Aim: Turn every line of the items below into a numbered list, leaving out the blank lines.
======== Data rows
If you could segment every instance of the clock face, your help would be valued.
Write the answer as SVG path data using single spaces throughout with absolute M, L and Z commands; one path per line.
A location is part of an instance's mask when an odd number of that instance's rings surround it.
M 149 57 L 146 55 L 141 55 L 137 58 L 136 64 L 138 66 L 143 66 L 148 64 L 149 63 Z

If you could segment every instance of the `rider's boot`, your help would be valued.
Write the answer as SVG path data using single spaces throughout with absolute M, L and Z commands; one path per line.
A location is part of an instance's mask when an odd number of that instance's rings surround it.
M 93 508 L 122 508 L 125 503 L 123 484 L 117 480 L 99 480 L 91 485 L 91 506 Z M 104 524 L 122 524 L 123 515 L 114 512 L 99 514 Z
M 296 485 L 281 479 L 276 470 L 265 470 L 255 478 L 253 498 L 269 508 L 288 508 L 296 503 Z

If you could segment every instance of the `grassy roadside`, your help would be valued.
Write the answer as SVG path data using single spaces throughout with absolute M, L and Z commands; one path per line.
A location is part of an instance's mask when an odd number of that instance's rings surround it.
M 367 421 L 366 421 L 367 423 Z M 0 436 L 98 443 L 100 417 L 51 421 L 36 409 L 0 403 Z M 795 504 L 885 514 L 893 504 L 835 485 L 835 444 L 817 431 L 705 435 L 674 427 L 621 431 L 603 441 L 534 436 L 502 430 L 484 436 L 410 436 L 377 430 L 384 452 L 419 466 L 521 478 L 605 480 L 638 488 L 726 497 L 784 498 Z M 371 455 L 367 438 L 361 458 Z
================
Exercise result:
1. If you could segment every instance of the clock face, your help would be valued.
2. Write the answer as SVG path data using single spaces throughout with absolute M, L and Z commands; one path per line.
3. A location is part of an instance's mask when an odd number of that instance's rings surround it.
4. M 149 57 L 146 55 L 141 55 L 137 58 L 136 64 L 138 66 L 143 66 L 148 64 L 149 63 Z
5. If you could segment every instance of the `rider's boot`, your help would be valued.
6. Write the answer as SVG path data using single spaces throughout with absolute M, L and Z commands; one path per line.
7. A location is part of an instance's mask when an odd number of that instance's rings surround it.
8. M 93 508 L 122 508 L 125 503 L 123 484 L 117 480 L 99 480 L 91 485 L 91 506 Z M 104 524 L 122 524 L 123 515 L 114 512 L 99 514 Z
9. M 296 485 L 281 479 L 276 470 L 265 470 L 255 478 L 253 498 L 269 508 L 288 508 L 296 503 Z
10. If you could segment every instance of the `grassy roadside`, your help would be valued.
11. Write the answer as SVG path data using single spaces throughout with absolute M, L and Z commands; one path per line.
12. A location is part of an instance's mask when an odd number of that instance's rings surround it.
13. M 367 421 L 366 421 L 367 423 Z M 0 436 L 98 443 L 100 417 L 51 421 L 36 409 L 0 403 Z M 795 504 L 885 514 L 893 504 L 835 485 L 835 444 L 817 431 L 705 435 L 674 427 L 621 431 L 603 441 L 534 436 L 502 430 L 484 436 L 410 436 L 377 430 L 384 452 L 419 466 L 521 478 L 605 480 L 638 488 L 726 497 L 784 498 Z M 371 455 L 367 438 L 361 458 Z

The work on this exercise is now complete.